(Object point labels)
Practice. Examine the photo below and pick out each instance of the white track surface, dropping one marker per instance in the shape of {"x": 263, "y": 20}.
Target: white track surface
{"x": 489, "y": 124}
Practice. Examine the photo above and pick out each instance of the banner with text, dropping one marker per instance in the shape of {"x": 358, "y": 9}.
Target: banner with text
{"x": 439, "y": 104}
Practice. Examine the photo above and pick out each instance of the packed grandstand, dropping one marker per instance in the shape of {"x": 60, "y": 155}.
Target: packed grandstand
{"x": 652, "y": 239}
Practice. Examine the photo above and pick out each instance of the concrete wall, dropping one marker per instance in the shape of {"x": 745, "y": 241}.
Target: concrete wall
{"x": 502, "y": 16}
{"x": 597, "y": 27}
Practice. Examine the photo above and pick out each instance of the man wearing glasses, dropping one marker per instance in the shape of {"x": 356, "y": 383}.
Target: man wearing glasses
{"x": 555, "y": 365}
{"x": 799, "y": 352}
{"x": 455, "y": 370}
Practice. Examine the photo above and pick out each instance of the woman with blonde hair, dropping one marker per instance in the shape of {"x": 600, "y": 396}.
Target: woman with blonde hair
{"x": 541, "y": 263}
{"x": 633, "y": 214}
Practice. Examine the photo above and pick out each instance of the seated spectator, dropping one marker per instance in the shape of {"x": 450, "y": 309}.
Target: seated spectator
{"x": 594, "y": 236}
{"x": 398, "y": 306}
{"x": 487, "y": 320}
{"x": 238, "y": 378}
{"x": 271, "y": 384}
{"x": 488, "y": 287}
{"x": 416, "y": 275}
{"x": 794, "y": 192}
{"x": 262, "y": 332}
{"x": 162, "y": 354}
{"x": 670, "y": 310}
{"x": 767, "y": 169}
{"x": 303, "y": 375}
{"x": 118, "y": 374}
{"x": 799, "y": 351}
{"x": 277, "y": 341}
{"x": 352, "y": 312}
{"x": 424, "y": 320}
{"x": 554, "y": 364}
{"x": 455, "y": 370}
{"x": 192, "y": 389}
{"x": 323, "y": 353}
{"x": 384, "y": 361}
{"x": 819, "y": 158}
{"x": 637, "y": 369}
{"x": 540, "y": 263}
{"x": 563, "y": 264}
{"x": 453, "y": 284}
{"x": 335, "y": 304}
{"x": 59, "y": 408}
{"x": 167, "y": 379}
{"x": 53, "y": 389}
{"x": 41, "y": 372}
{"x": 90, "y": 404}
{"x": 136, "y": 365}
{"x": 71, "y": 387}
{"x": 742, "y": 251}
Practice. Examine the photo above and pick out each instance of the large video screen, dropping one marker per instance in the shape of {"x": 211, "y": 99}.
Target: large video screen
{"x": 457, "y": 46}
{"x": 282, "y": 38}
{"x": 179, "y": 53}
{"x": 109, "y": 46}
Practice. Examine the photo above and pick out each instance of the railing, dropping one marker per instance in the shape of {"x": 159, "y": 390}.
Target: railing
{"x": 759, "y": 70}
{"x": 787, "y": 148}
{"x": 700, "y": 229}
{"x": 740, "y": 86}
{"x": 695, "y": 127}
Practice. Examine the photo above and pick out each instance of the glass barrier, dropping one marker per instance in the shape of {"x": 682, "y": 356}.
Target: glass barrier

- [Your instructions] Rewrite every one of the records above as a numbered list, one line per item, and leave out any blank lines.

- [Written answer]
1. Practice. Examine the photo below and pick out each instance of the white track surface, dropping one marker per instance in the shape of {"x": 263, "y": 20}.
2. Target: white track surface
3. {"x": 489, "y": 124}
4. Practice. Examine the photo above and pick out each instance of the banner with text, dropping one marker per instance in the shape of {"x": 358, "y": 9}.
5. Target: banner with text
6. {"x": 439, "y": 104}
7. Practice. Examine the photo above and pick out each instance of the packed grandstand, dropping one marker per instance in the shape of {"x": 60, "y": 155}.
8. Target: packed grandstand
9. {"x": 652, "y": 239}
10. Practice. Examine the photo above and pick out each instance of the concrete wall, dropping one marker per instance in the shape of {"x": 745, "y": 241}.
11. Target: concrete wall
12. {"x": 502, "y": 16}
13. {"x": 597, "y": 27}
14. Practice. Examine the photo above and pick out each instance of the man wearing glasses, dropping one marker per instance in the shape of {"x": 356, "y": 383}.
15. Target: man wearing glasses
16. {"x": 555, "y": 365}
17. {"x": 799, "y": 352}
18. {"x": 455, "y": 370}
19. Practice. Examine the photo above and pick out each instance of the woman with blonde hair, dropping one marker per instance in the shape of {"x": 600, "y": 396}.
20. Target: woman with blonde hair
21. {"x": 541, "y": 263}
22. {"x": 633, "y": 214}
23. Practice. Examine the photo above and pick out each instance of the seated spectator, dropping one marker per instance in the shape of {"x": 450, "y": 309}.
24. Target: seated spectator
25. {"x": 594, "y": 236}
26. {"x": 398, "y": 306}
27. {"x": 487, "y": 320}
28. {"x": 238, "y": 378}
29. {"x": 271, "y": 384}
30. {"x": 488, "y": 287}
31. {"x": 416, "y": 275}
32. {"x": 794, "y": 192}
33. {"x": 262, "y": 332}
34. {"x": 162, "y": 354}
35. {"x": 670, "y": 310}
36. {"x": 767, "y": 169}
37. {"x": 303, "y": 375}
38. {"x": 118, "y": 374}
39. {"x": 799, "y": 351}
40. {"x": 277, "y": 341}
41. {"x": 352, "y": 312}
42. {"x": 424, "y": 320}
43. {"x": 554, "y": 364}
44. {"x": 455, "y": 370}
45. {"x": 192, "y": 389}
46. {"x": 323, "y": 353}
47. {"x": 384, "y": 361}
48. {"x": 819, "y": 158}
49. {"x": 637, "y": 369}
50. {"x": 540, "y": 263}
51. {"x": 563, "y": 264}
52. {"x": 453, "y": 284}
53. {"x": 335, "y": 304}
54. {"x": 59, "y": 408}
55. {"x": 167, "y": 379}
56. {"x": 53, "y": 389}
57. {"x": 41, "y": 372}
58. {"x": 90, "y": 404}
59. {"x": 136, "y": 365}
60. {"x": 71, "y": 387}
61. {"x": 742, "y": 251}
62. Practice. Examine the photo above and pick out each instance of the large video screen, dropping one marker per instance in the shape of {"x": 211, "y": 99}.
63. Target: large video screen
64. {"x": 457, "y": 46}
65. {"x": 282, "y": 38}
66. {"x": 179, "y": 53}
67. {"x": 109, "y": 46}
68. Practice. Examine the photo above and pick out each instance of the railing, dropping one marker per instance in the shape of {"x": 159, "y": 390}.
69. Target: railing
70. {"x": 759, "y": 70}
71. {"x": 787, "y": 148}
72. {"x": 700, "y": 229}
73. {"x": 740, "y": 86}
74. {"x": 695, "y": 127}
75. Practice. Examine the photo above and pick out each instance of the glass barrier, dropping one marker per instance in the shape of {"x": 682, "y": 356}.
76. Target: glass barrier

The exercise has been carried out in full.